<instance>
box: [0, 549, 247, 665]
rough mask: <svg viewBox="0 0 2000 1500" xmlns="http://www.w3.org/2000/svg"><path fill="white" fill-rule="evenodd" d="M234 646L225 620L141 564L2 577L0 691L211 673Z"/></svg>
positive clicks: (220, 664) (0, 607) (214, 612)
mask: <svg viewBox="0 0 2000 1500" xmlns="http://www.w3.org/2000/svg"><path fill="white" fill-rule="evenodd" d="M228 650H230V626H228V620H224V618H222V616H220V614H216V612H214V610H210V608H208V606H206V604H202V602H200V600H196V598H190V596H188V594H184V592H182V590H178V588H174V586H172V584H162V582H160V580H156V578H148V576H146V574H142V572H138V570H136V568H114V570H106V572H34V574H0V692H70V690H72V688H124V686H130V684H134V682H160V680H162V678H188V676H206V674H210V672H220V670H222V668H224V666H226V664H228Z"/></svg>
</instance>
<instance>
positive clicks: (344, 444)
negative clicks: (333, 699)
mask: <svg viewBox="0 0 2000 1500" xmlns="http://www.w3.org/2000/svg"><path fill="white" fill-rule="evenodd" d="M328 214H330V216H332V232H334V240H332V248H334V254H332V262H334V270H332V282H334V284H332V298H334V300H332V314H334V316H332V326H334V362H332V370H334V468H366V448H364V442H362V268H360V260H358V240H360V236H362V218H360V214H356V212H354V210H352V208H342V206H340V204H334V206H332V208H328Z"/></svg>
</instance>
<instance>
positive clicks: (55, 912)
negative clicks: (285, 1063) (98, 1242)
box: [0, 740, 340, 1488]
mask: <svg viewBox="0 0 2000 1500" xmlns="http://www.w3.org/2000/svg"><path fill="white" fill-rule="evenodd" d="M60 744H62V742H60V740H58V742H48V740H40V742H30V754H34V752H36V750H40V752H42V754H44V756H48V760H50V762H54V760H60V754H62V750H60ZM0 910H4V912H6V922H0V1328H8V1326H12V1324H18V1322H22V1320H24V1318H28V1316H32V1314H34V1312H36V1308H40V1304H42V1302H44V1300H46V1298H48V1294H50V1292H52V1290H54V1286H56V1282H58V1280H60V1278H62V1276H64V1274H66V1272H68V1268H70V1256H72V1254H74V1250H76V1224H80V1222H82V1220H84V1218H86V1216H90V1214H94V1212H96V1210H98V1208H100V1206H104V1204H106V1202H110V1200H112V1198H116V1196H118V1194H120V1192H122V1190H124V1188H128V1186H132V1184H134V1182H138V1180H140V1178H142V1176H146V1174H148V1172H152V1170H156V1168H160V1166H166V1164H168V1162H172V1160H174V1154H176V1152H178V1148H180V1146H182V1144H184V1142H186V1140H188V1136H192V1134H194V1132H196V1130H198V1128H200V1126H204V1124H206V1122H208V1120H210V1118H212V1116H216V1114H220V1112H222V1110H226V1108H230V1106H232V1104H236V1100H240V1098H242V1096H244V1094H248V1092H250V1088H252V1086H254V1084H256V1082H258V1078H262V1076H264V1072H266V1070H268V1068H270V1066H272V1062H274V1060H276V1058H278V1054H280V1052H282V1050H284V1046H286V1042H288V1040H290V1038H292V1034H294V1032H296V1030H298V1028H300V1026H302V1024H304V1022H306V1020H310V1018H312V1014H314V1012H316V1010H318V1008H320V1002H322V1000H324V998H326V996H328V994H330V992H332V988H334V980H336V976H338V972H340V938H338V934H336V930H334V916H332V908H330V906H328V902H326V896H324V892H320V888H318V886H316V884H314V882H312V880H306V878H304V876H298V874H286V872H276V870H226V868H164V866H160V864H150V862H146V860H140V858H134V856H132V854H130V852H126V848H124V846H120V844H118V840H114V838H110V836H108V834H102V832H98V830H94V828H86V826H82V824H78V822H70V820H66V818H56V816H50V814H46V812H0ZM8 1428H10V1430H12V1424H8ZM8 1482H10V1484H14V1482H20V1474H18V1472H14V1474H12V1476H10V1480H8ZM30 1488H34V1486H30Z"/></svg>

________

### Exercise prompt
The reply must contain each line of the material, reproduced faithfully.

### Result of this task
<instance>
box: [0, 549, 247, 665]
rough mask: <svg viewBox="0 0 2000 1500" xmlns="http://www.w3.org/2000/svg"><path fill="white" fill-rule="evenodd" d="M234 646L225 620L141 564L2 577L0 691L211 673Z"/></svg>
positive clicks: (220, 664) (0, 607) (214, 612)
mask: <svg viewBox="0 0 2000 1500" xmlns="http://www.w3.org/2000/svg"><path fill="white" fill-rule="evenodd" d="M228 650H230V626H228V620H224V618H222V616H220V614H216V612H214V610H210V608H208V606H206V604H202V602H200V600H196V598H190V596H188V594H184V592H182V590H178V588H174V586H172V584H162V582H160V580H156V578H148V576H146V574H142V572H138V570H136V568H114V570H106V572H34V574H0V692H70V690H72V688H124V686H130V684H134V682H160V680H162V678H188V676H206V674H210V672H220V670H222V668H224V666H226V664H228Z"/></svg>
</instance>
<instance>
positive clicks: (344, 444)
negative clicks: (333, 699)
mask: <svg viewBox="0 0 2000 1500" xmlns="http://www.w3.org/2000/svg"><path fill="white" fill-rule="evenodd" d="M328 214H330V216H332V232H334V240H332V248H334V254H332V262H334V270H332V282H334V284H332V298H334V300H332V314H334V316H332V326H334V362H332V370H334V468H366V448H364V442H362V268H360V260H358V240H360V236H362V218H360V214H356V212H354V210H352V208H342V206H340V204H334V206H332V208H328Z"/></svg>
</instance>
<instance>
positive clicks: (55, 912)
negative clicks: (285, 1063) (98, 1242)
box: [0, 740, 340, 1488]
mask: <svg viewBox="0 0 2000 1500" xmlns="http://www.w3.org/2000/svg"><path fill="white" fill-rule="evenodd" d="M60 744H62V742H60V740H58V742H48V740H40V742H30V754H34V752H36V750H40V752H42V754H44V756H48V760H50V762H54V760H60V754H62V750H60ZM0 910H4V912H6V922H0V1328H8V1326H12V1324H18V1322H22V1320H24V1318H28V1316H32V1314H34V1312H36V1308H40V1304H42V1302H44V1300H46V1298H48V1294H50V1292H52V1290H54V1286H56V1282H58V1280H60V1278H62V1276H64V1274H66V1272H68V1268H70V1256H72V1254H74V1250H76V1224H80V1222H82V1220H84V1218H86V1216H90V1214H94V1212H96V1210H98V1208H100V1206H104V1204H106V1202H110V1200H112V1198H116V1196H118V1194H120V1192H122V1190H124V1188H128V1186H132V1184H134V1182H138V1180H140V1178H142V1176H146V1174H148V1172H152V1170H156V1168H160V1166H166V1164H168V1162H172V1160H174V1154H176V1152H178V1148H180V1146H182V1144H184V1142H186V1140H188V1136H192V1134H194V1132H196V1130H198V1128H200V1126H204V1124H206V1122H208V1120H210V1118H212V1116H216V1114H220V1112H222V1110H226V1108H230V1106H232V1104H236V1100H240V1098H242V1096H244V1094H248V1092H250V1088H252V1086H254V1084H256V1082H258V1078H262V1076H264V1072H266V1070H268V1068H270V1066H272V1062H274V1060H276V1058H278V1054H280V1052H282V1050H284V1046H286V1042H288V1040H290V1038H292V1034H294V1032H296V1030H298V1028H300V1026H302V1024H304V1022H306V1020H310V1018H312V1014H314V1012H316V1010H318V1008H320V1002H322V1000H324V998H326V996H328V994H330V992H332V988H334V980H336V976H338V972H340V938H338V934H336V930H334V916H332V908H330V906H328V902H326V896H324V892H320V888H318V886H316V884H314V882H312V880H306V878H304V876H298V874H286V872H276V870H226V868H164V866H160V864H150V862H146V860H140V858H134V856H132V854H130V852H126V848H124V846H120V844H118V840H114V838H110V836H108V834H102V832H98V830H94V828H86V826H82V824H78V822H70V820H66V818H56V816H50V814H46V812H0ZM8 1428H10V1430H12V1424H8ZM8 1482H10V1484H14V1482H20V1474H18V1472H14V1474H12V1476H10V1480H8ZM30 1488H34V1486H30Z"/></svg>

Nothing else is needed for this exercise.